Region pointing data
------

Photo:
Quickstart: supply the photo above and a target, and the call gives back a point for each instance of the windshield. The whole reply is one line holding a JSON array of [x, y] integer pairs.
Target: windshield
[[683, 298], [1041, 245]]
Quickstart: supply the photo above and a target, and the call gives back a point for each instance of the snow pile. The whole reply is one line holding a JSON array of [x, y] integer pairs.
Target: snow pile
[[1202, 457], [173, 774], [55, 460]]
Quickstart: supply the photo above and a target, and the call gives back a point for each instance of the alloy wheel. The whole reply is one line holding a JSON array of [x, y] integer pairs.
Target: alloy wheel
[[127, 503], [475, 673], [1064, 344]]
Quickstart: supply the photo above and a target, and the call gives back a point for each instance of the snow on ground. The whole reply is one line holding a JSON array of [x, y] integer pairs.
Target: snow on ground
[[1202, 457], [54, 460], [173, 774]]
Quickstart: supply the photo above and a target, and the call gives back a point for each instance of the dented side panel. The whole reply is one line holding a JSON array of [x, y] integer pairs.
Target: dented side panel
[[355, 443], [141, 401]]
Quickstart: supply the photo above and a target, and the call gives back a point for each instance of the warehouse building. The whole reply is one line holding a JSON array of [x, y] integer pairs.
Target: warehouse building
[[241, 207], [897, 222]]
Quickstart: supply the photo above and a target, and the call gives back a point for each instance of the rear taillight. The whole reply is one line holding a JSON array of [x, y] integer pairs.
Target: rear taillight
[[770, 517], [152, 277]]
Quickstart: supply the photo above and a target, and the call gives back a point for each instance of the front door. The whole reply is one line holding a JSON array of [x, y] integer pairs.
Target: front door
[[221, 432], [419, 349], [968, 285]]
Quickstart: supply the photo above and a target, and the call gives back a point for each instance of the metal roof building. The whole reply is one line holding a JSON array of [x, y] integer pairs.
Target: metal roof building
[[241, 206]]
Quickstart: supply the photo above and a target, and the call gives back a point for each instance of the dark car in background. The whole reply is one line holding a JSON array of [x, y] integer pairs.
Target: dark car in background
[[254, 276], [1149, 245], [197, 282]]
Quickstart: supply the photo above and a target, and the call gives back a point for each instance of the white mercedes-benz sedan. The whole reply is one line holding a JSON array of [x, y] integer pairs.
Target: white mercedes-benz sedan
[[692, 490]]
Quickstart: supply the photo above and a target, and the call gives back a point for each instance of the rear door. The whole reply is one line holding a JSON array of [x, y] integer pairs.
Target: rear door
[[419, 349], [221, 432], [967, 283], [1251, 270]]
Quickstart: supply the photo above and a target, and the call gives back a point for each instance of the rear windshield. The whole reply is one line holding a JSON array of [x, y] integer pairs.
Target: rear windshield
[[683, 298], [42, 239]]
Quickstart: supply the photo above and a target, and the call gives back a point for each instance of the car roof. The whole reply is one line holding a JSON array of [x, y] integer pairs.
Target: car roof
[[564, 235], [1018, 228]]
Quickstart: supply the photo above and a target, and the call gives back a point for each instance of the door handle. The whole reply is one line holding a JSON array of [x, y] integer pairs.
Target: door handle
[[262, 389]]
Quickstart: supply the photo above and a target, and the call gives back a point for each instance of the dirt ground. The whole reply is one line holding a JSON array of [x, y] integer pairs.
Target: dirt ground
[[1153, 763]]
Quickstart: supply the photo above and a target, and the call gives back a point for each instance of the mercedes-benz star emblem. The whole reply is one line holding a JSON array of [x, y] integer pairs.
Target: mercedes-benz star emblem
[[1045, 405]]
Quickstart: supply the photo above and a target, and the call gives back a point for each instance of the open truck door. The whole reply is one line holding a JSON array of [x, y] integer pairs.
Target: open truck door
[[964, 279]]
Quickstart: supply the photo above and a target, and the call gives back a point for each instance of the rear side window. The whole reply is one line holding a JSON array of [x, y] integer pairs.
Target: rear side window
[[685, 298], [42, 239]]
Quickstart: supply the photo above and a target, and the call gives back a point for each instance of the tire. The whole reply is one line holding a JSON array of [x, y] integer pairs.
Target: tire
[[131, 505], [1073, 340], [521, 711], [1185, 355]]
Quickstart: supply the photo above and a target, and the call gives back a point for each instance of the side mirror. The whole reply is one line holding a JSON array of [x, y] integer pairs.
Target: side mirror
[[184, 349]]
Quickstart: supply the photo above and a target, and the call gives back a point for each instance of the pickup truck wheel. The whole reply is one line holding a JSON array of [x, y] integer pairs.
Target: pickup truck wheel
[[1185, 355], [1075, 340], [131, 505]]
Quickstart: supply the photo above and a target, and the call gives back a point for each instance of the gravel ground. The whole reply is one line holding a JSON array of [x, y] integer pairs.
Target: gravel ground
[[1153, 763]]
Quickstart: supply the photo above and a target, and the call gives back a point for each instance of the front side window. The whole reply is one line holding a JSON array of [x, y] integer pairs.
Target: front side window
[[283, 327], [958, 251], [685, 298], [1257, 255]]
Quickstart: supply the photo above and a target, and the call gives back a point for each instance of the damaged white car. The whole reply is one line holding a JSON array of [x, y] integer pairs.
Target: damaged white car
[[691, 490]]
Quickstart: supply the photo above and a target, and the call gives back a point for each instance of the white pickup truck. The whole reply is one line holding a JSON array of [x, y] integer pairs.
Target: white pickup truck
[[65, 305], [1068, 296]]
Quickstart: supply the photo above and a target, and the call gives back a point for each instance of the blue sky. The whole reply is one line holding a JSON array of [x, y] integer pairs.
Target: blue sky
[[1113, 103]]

------

# WORK ORDER
Write the records out again so that each one matches the original exactly.

# YOUR RESPONSE
Photo:
Quickstart: supply the photo above and a target, and the call gives back a point for each instance of the windshield. The whole reply is one line holding a JSON array of [x, y] integer pairs.
Target: windshield
[[683, 298], [1041, 245]]
Quickstart: supply the photo above and a target, and the call gives back a point for each instance of the snow pile. The whole reply is one line holding a JSON array of [x, y] integer pairs.
Target: snow pile
[[1202, 457], [173, 774], [55, 460]]
Quickstart: supply the photo above and a target, and the call gives back a point for each instance of the alloy wheel. The whole reply is one line holding a JSON array of [x, y] integer pairs.
Target: alloy wheel
[[127, 503], [475, 673], [1064, 344]]
Quickstart: supply the photo above and a target, and the call gives back a point for each instance of the snow on ground. The whole reply is one line holding a JSON array of [x, y] integer pairs.
Target: snow on ground
[[1202, 457], [54, 460], [173, 774]]
Quickstart: supply the photo above and a target, and the call gives back a point for each instance of the dented side panel. The whole reply is one line holding a JSON array of [x, y] integer pairs.
Target: dented side panel
[[355, 443], [141, 401]]
Quickstart: supply the photo above and a target, and the call gives back a point for each instance of the warehouse building. The whole reply is one line holding a JSON array of [x, y] integer pairs.
Target: warehouse building
[[241, 207], [897, 222]]
Quickstart: supply the photo above and a target, and the call gives back a point for each instance of the rear taillight. The whole reply is one line holding a JSON array of [x, y] integer pairs.
Target: rear taillight
[[770, 517], [152, 277]]
Quickstart: supply the photo above and a target, and the call gives back a point for each instance of the front door. The whole reply is one line holding a JSON array of [x, y] integer pairs.
Target: front door
[[221, 432], [419, 349], [968, 285]]
Quickstart: supply the photo above and a target, and the call gives back a point for each instance of the metal roof building. The whole reply is one line holding a JSON array of [x, y] integer pairs.
Target: metal roof building
[[241, 206]]
Quickstart: supply the photo above and a target, and the call gives back a point for each instance of the dark car in background. The whole reply is one line holding a JSON array of [x, y] integer pairs.
Target: dark car in background
[[254, 276], [1149, 245], [197, 282]]
Quickstart: supply the photo above and a target, and the call gives back a point for each instance of the white mercedes-benz sedan. The whole reply is one line holding a JSON array of [x, y] integer pairs.
Target: white mercedes-benz sedan
[[692, 490]]
Quickstart: supply the photo above and a target, and the call gives back a point for each instance of the rear door. The whole reply is one line holding a JSON array of [x, y] integer pairs.
Target: rear door
[[419, 349], [221, 432], [967, 283], [1251, 270]]
Quickstart: supply the photo above and a target, and the call gives back a point for each instance of the rear windshield. The whole reply is one line holding a JSON array of [x, y] integer pairs.
Target: rear windshield
[[683, 298], [42, 239]]
Quickstart: supply the photo above and a target, and the call gives back a point for each instance of the car roof. The whole reply is one line holding a JSON array of [x, y] integer pairs.
Target: car roof
[[564, 235], [1018, 228]]
Quickstart: supply the photo above and a target, and the call gives back a point for each instance of the door handle. The whole reply is one line holding a JSON array of [x, y] integer pairs.
Target: door handle
[[262, 389]]
Quickstart: supply the photo above and a target, and the call gives back a point for each instance of the dirt ground. The whole reply is one line holding a JSON array of [x, y] integer pairs.
Target: dirt ground
[[1153, 763]]
Quickstart: supply the photo above and a target, and the call gives back a point for each instance of the mercedes-benz star emblem. The whole reply is one line holding a JSON array of [x, y] integer pairs.
Target: mercedes-benz star emblem
[[1045, 405]]
Quickstart: supply the photo above and a target, and the call gives back a point for each instance of the open truck door. The whole reply is one line holding a JSON array of [x, y] integer pairs.
Target: open truck door
[[964, 279]]
Quickstart: supply the photo above and a target, and the call gives back a point for each instance of the rear side window. The whole reply is one line holding a JSON array of [x, y] integer pairs.
Target: rear side window
[[685, 298], [42, 239]]
Quickstart: supply the photo above and a target, and the call gives back a point for each instance of the tire. The whole reply is one line holding a JSON array of [x, y] integer pairs.
Target: tire
[[131, 505], [1073, 340], [521, 711], [1185, 355]]
Quickstart: supply the photo above and a target, and the call gives back a point for each instance of the side mirror. The whole reply is one line holding a JSON array of [x, y] integer pairs.
Target: side mirror
[[184, 349]]
Quickstart: supply the photo above and a target, and the call gives back a point for each instance of the pickup truck wheel. The whole reply is one line holding a JSON array of [x, y] integer pairs.
Target: pickup truck wheel
[[1185, 355], [1075, 340], [131, 505]]
Quickstart: supply the photo above and a target, and the call gives back a point for each instance of the gravel ground. The whole reply is one line holding a JSON array of [x, y] integer pairs.
Target: gravel ground
[[1153, 763]]
Quickstart: supply the photo above and a target, and the call gives back a point for each instance of the front side window. The whole reply is one line holding a JSON array of [x, y] integer pairs.
Target: front side window
[[283, 327], [958, 251], [685, 298], [1257, 255]]
Quickstart: supply the photo above and a target, and the call gives back a point for each instance of the damaged white car. The whole reply is one line holding a JSON array of [x, y] integer pairs.
Target: damaged white car
[[691, 490]]
Quickstart: supply the photo above and a target, and the call gives back a point for each instance of the white pickup truck. The whole reply is one line holding a JSON array of [x, y] integer pairs.
Target: white pickup truck
[[65, 305], [1068, 296]]
Quickstart: supply the photo above and a target, and the call gives back a point for each instance of the blue sky. The whole reply is one line holding a JSON array of [x, y] integer pairs.
Target: blue sky
[[1113, 103]]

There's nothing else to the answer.